##### Material supplied
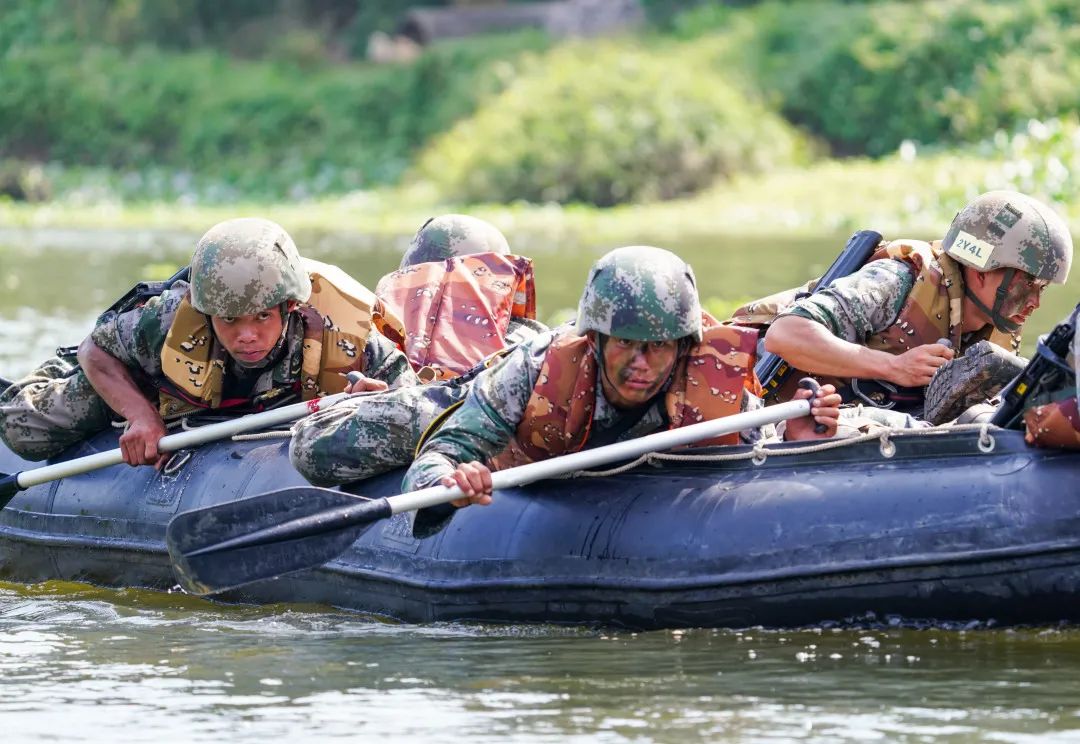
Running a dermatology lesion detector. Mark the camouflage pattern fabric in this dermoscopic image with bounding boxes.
[91,282,418,406]
[507,317,550,349]
[780,258,916,346]
[577,245,701,341]
[289,366,483,486]
[777,240,1020,415]
[191,217,311,317]
[922,340,1027,425]
[944,191,1072,284]
[1024,396,1080,449]
[0,282,418,460]
[402,326,775,490]
[376,253,536,380]
[490,316,759,470]
[0,357,112,460]
[399,215,510,269]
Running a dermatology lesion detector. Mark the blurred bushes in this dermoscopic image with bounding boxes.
[0,33,548,199]
[674,0,1080,155]
[977,114,1080,204]
[417,42,808,206]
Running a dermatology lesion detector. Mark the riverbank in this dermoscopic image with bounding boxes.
[0,149,1010,241]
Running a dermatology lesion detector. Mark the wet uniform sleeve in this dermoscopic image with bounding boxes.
[402,334,551,491]
[364,328,420,390]
[90,283,187,378]
[781,258,915,344]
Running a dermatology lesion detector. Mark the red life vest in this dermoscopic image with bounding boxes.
[490,316,761,470]
[375,253,536,381]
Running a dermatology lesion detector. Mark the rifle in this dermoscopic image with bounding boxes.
[990,305,1080,428]
[754,230,881,402]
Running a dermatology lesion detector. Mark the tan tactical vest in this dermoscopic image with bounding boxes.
[732,240,1020,402]
[159,259,401,417]
[490,319,760,470]
[376,253,536,382]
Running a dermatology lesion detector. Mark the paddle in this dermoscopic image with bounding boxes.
[0,380,367,509]
[165,380,816,594]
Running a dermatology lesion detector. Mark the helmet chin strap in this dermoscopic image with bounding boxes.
[963,268,1020,334]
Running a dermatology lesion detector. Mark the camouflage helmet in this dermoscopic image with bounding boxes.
[191,217,311,317]
[944,191,1072,284]
[577,245,701,341]
[397,215,510,269]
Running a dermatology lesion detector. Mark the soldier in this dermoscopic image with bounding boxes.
[0,218,418,465]
[1024,307,1080,449]
[375,215,546,382]
[760,191,1072,415]
[289,215,546,486]
[404,246,840,531]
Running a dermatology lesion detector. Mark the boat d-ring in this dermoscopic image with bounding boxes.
[878,432,896,459]
[750,443,769,465]
[161,449,191,475]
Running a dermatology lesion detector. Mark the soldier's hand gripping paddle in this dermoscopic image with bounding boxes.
[165,380,818,594]
[0,382,359,509]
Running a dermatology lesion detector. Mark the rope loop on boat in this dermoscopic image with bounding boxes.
[565,423,1010,478]
[750,441,769,466]
[878,430,896,460]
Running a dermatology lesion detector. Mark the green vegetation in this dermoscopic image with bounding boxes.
[674,0,1080,157]
[419,42,808,206]
[0,0,1080,214]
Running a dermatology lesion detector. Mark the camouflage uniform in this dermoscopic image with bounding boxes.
[288,364,484,486]
[403,327,775,490]
[780,191,1072,420]
[779,258,915,344]
[397,215,548,348]
[0,218,417,460]
[375,214,548,381]
[404,246,773,490]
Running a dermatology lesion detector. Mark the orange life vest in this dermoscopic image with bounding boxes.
[376,253,536,382]
[489,316,761,470]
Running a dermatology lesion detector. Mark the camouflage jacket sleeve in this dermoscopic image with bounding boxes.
[364,328,420,390]
[781,258,915,344]
[507,317,549,347]
[1024,396,1080,449]
[402,333,552,491]
[90,282,188,378]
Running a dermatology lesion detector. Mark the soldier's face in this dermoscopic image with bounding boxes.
[211,308,284,364]
[1001,271,1050,324]
[964,269,1048,325]
[600,336,678,408]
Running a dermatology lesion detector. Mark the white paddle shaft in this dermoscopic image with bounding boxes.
[387,400,810,514]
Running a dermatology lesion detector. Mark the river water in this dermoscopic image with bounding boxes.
[0,232,1080,744]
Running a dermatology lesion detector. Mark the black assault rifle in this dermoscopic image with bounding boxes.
[754,230,881,401]
[990,305,1080,427]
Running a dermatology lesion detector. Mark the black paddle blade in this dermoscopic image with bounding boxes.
[165,486,392,594]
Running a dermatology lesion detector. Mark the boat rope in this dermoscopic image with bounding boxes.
[566,423,997,478]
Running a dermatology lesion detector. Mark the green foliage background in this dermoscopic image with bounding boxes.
[0,0,1080,205]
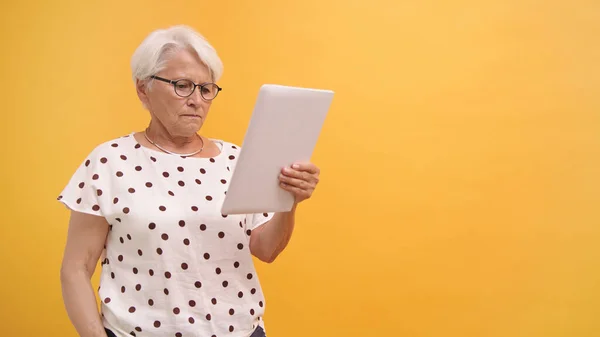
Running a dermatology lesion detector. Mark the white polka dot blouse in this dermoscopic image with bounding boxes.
[58,133,273,337]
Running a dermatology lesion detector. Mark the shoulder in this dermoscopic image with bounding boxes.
[88,134,140,160]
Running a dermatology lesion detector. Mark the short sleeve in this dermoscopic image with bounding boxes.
[248,213,275,230]
[57,146,108,216]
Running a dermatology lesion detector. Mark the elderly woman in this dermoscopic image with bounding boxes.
[58,26,319,337]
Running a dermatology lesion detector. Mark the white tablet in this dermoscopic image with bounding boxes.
[221,84,333,214]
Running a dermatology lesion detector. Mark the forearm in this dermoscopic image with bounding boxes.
[61,269,107,337]
[250,205,296,263]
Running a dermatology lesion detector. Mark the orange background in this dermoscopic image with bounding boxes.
[0,0,600,337]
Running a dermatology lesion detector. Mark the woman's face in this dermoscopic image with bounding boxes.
[137,49,212,137]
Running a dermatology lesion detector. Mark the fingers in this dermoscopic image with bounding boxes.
[279,174,316,190]
[282,168,319,184]
[292,163,320,175]
[280,182,312,201]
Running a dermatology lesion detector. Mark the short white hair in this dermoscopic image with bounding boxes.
[131,25,223,83]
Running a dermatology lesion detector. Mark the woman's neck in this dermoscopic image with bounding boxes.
[146,122,204,153]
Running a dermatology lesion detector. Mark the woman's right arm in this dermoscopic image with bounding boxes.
[60,211,109,337]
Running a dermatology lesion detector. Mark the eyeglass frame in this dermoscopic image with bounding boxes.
[150,75,223,101]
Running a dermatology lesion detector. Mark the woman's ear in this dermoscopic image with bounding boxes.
[135,79,149,109]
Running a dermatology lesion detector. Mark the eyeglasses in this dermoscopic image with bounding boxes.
[150,75,223,101]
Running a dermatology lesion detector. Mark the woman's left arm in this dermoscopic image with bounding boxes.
[250,163,320,263]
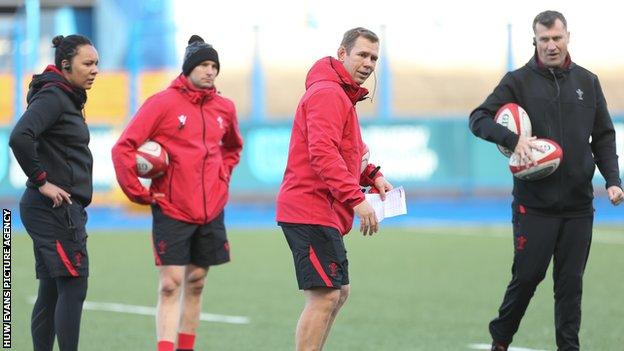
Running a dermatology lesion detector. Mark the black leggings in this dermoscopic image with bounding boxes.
[30,277,87,351]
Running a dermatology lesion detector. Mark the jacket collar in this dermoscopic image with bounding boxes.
[169,73,217,104]
[26,65,87,110]
[306,56,368,105]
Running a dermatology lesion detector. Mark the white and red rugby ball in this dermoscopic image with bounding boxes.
[494,102,533,157]
[136,140,169,179]
[509,139,563,181]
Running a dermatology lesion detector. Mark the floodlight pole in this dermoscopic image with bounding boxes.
[250,26,266,122]
[507,23,514,72]
[25,0,41,72]
[375,25,392,121]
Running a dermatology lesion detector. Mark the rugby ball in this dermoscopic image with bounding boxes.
[360,144,370,174]
[509,139,563,181]
[494,102,533,157]
[136,140,169,179]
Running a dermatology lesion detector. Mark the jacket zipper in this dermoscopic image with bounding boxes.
[169,165,175,203]
[548,68,565,210]
[199,96,208,223]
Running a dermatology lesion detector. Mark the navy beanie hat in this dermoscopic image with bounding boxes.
[182,35,221,76]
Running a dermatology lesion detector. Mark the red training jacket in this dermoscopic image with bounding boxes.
[277,57,381,235]
[112,75,243,224]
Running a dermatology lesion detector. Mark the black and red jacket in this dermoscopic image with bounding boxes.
[112,75,243,224]
[470,55,621,215]
[9,65,93,207]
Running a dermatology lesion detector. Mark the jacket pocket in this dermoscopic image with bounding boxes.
[52,203,87,242]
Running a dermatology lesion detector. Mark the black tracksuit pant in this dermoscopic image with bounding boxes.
[490,206,593,351]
##########
* [Given instruction]
Rewrite the records in the stretch from the line containing "Running a dermatology lesion detector. Mark the white polka" through the line containing "[60,211,109,337]", keeping each request line and shifting every bounding-box coordinate up by 44. Give only that stretch.

* [Exercise response]
Running a dermatology lesion detector. Mark the white polka dot blouse in this dermoscopic image with bounding boxes.
[102,177,317,381]
Running a dermatology lesion detector. Mark the shoulder in this dermoscopic image with bounding boxes.
[132,178,184,204]
Running a dermatology lesion detector. Mark the short sleeve in this dermoscopic image with bounding boxes.
[292,257,319,274]
[101,190,152,260]
Running a dermatology lesion detector. Mark the elderly woman in this dermoscopic image with bounding boxes.
[102,70,363,381]
Running a dermatology lesion detector. Mark the white tablet in this dermoscopic image with bounding boxes.
[265,128,377,258]
Running a dermatology lesion detector. Mark the forearm in this dermoscopic image with bounding boxes.
[105,313,151,381]
[294,249,340,307]
Running a dermatology lesion detector. Mark the orange background in this dermoscopic image with bounding boxes.
[44,44,644,381]
Running a dermatology lesion detector. Mark the woman's face in this dermoscopic image with bounding boxes.
[181,93,256,181]
Running a dermatology lesion detector. Mark the fingers in this dermoscopic image with bounding boxes.
[323,218,360,234]
[326,212,363,228]
[336,207,364,219]
[324,226,356,245]
Running a dermatology lesion detector. Mark the short white hair in this dermoscopic image with bounding boxes.
[175,69,267,127]
Running a dermatology lesion detector. Mark the woman's neck in this dermoscopic image with bounding boxes.
[190,166,248,197]
Running a dermatology lesion detector. Mark the woman's right arm in this dermoscopic image with bounding boxes.
[104,255,153,381]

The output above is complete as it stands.